Each line of the records below that contains "Provide" needs to be copied.

= = = =

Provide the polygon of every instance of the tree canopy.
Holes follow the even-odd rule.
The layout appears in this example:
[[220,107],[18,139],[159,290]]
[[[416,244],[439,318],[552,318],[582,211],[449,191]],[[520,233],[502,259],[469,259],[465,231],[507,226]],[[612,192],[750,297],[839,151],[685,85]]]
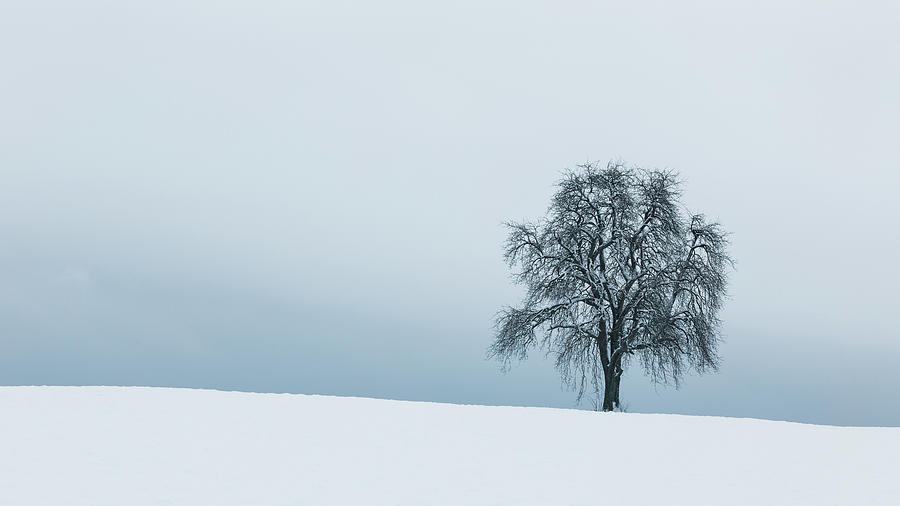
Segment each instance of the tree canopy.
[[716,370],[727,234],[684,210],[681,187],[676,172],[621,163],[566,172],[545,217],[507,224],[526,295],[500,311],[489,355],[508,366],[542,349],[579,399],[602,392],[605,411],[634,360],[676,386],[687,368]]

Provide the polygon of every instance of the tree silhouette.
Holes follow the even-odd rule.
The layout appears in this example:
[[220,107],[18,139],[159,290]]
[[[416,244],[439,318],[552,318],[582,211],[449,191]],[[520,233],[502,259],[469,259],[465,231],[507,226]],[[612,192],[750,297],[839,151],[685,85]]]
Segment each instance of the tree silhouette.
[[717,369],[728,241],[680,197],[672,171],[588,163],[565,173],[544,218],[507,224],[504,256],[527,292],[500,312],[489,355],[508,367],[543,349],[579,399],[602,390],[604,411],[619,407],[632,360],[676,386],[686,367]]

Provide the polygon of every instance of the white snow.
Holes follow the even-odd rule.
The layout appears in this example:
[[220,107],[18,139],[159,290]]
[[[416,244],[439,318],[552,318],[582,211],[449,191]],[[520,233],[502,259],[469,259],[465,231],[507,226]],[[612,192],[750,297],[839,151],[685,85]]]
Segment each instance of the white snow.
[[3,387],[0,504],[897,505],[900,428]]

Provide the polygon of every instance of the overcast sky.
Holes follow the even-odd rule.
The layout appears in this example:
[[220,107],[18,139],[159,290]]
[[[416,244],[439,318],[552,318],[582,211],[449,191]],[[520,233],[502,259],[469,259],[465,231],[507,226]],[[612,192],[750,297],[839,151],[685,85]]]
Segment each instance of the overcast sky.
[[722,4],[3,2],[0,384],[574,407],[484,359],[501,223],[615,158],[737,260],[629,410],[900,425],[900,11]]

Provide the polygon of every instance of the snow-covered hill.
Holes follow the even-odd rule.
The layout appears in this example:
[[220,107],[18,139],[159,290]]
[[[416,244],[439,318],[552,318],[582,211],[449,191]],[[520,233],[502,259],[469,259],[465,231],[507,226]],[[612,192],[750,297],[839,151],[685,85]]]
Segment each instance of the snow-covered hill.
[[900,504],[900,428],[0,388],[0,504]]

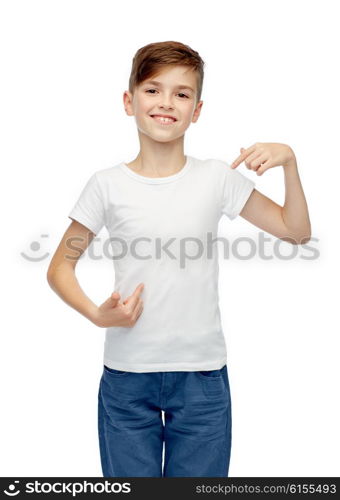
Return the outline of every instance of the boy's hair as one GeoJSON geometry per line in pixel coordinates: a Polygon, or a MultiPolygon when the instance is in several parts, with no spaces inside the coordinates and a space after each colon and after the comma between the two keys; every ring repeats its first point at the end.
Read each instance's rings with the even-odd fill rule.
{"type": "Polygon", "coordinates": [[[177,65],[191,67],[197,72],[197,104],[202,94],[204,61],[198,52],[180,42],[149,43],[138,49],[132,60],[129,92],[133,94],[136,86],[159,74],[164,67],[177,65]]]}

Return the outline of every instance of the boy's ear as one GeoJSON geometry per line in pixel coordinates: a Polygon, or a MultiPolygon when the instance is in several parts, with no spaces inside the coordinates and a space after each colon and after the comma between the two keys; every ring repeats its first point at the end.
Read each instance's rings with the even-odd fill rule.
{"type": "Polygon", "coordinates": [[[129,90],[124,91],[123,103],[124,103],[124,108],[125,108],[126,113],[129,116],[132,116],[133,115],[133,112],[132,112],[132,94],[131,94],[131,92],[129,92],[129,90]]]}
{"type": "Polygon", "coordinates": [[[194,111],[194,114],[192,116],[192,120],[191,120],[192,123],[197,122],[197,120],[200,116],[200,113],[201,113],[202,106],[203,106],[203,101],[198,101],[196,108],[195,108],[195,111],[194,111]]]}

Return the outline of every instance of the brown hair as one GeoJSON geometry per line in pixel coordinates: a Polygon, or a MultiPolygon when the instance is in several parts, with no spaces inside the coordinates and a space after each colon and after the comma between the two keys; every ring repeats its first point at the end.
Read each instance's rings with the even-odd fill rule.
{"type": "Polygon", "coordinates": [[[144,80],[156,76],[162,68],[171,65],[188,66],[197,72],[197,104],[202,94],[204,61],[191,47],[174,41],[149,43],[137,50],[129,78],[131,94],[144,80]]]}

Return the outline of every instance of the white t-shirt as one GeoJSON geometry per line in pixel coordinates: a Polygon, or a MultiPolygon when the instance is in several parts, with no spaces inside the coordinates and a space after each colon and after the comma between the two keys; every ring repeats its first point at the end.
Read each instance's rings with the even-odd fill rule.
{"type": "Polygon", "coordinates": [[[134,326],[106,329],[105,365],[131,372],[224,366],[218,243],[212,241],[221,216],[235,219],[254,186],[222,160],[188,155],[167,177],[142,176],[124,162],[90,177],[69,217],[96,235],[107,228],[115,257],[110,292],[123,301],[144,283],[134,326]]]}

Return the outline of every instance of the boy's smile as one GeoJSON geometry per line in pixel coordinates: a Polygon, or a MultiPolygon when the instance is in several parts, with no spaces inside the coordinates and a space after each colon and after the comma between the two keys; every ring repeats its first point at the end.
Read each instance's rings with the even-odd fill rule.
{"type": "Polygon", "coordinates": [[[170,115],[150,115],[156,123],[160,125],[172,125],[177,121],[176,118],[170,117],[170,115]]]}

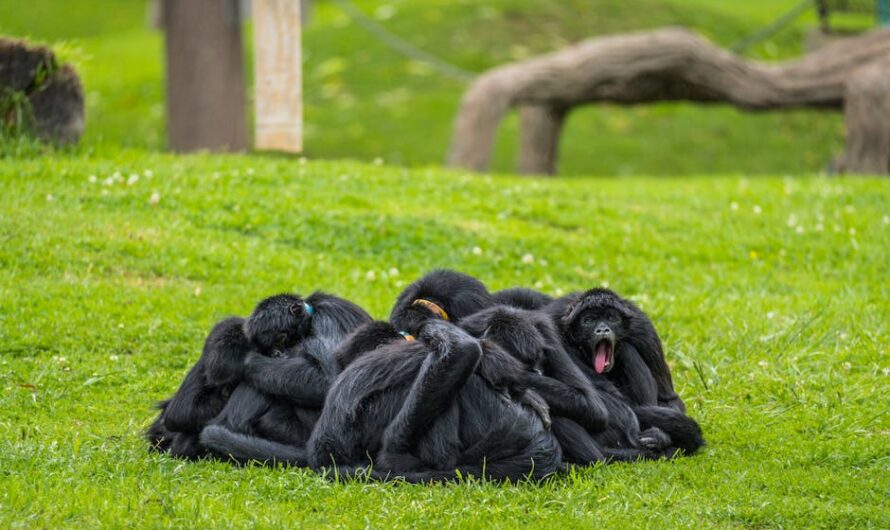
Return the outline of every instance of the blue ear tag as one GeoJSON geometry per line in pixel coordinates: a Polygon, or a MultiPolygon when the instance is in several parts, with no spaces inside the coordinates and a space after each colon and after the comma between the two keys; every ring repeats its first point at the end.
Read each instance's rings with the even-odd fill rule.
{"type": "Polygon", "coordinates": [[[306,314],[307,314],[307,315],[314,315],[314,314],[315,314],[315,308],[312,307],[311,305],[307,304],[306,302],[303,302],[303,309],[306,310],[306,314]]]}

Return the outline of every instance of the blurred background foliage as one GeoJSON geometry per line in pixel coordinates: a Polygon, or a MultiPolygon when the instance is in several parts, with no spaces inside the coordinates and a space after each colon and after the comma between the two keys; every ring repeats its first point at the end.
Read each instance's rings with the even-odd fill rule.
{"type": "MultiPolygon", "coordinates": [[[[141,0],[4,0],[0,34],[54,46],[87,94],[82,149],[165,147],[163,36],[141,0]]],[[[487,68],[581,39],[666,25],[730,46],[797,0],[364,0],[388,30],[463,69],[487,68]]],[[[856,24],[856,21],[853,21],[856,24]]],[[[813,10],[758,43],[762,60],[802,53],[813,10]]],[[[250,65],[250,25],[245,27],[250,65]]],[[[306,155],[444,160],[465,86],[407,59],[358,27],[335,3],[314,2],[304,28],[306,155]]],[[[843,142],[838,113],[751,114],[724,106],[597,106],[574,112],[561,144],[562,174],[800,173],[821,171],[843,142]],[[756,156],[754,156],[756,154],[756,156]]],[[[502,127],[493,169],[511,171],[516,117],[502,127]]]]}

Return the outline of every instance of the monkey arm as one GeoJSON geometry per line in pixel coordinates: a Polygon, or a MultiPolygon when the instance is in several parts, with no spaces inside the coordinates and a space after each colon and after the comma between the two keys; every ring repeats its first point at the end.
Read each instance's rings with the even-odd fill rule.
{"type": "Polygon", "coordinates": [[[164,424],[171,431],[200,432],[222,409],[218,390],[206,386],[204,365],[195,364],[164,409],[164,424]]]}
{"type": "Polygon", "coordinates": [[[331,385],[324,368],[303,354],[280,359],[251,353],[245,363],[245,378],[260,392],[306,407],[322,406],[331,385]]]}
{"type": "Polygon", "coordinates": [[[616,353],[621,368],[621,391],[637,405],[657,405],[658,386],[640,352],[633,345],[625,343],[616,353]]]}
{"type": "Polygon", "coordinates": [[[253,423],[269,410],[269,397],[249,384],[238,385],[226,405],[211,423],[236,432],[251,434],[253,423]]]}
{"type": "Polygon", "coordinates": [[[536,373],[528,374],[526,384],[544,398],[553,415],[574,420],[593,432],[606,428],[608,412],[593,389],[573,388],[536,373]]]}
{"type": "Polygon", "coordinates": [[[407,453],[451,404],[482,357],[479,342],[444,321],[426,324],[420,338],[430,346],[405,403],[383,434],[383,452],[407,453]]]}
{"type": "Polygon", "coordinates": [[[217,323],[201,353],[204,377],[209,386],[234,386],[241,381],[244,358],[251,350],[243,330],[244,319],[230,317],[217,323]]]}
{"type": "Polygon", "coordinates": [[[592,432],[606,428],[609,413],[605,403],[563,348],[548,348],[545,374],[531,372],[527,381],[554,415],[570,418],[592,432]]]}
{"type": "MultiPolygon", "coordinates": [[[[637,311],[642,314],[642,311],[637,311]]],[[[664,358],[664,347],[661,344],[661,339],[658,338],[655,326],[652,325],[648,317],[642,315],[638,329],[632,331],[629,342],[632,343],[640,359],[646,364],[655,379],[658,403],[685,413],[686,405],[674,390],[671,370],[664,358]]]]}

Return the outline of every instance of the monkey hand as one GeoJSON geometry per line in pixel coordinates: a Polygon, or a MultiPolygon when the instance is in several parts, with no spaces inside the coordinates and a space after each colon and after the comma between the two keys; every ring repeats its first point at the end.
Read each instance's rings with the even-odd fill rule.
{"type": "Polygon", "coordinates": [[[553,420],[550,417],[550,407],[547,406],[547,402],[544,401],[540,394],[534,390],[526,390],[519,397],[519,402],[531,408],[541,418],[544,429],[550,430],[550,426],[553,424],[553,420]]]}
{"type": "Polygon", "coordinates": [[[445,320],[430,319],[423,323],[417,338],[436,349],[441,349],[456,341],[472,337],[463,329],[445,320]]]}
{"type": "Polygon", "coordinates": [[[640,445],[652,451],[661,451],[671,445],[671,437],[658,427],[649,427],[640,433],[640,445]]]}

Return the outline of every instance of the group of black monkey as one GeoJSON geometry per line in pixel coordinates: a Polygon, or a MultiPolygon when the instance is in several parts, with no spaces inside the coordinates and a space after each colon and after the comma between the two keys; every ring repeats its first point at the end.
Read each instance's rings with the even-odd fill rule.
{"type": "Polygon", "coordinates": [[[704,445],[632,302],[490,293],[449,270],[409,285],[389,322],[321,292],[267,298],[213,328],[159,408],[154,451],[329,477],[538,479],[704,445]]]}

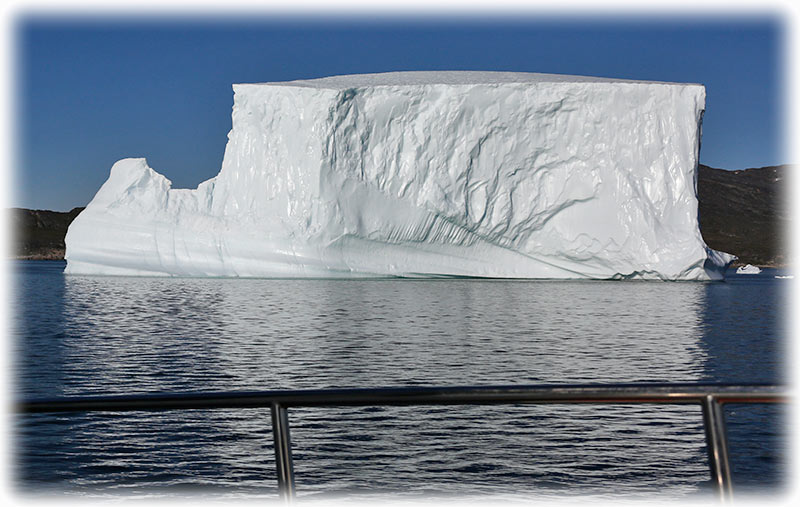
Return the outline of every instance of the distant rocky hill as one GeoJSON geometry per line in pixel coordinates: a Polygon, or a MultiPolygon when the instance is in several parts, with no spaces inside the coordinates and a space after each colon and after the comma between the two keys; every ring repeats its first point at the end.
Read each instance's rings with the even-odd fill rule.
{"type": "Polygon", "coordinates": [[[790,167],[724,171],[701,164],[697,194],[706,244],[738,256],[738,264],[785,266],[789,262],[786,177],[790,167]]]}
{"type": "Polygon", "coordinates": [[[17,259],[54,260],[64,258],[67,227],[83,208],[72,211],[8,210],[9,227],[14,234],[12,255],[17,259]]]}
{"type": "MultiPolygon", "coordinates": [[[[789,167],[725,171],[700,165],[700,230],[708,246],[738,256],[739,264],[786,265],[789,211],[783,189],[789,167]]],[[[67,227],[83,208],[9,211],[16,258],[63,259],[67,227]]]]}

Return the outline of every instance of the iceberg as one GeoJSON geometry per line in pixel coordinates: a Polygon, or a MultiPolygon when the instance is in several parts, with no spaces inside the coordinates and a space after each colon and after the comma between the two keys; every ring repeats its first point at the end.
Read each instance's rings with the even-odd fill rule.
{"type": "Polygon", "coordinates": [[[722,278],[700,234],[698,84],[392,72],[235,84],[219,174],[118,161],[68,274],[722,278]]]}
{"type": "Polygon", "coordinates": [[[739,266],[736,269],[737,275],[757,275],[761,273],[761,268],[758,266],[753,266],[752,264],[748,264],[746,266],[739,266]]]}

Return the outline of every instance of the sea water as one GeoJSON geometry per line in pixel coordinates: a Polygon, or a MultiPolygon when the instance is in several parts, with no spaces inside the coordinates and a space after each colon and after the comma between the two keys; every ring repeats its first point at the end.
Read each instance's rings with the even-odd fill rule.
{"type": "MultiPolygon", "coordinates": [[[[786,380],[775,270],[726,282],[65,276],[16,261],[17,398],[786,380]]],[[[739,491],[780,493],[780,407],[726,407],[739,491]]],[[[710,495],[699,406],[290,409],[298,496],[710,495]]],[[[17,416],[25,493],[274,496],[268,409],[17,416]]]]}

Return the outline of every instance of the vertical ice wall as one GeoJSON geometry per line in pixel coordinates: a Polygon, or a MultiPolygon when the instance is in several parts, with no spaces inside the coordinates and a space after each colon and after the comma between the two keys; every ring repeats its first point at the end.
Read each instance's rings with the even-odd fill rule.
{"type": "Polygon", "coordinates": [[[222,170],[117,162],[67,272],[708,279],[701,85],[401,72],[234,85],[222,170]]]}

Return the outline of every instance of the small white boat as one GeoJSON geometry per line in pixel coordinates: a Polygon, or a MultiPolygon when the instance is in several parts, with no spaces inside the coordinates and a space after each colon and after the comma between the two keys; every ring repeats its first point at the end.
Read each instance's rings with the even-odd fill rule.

= = = =

OUTPUT FOR THIS TASK>
Provide the polygon of every instance of the tree canopy.
Provide the polygon of every instance of the tree silhouette.
Provide the polygon of every instance of the white snow.
Provide the polygon of every instance of the overcast sky.
Provide the polygon of every instance of the snow-covered hill.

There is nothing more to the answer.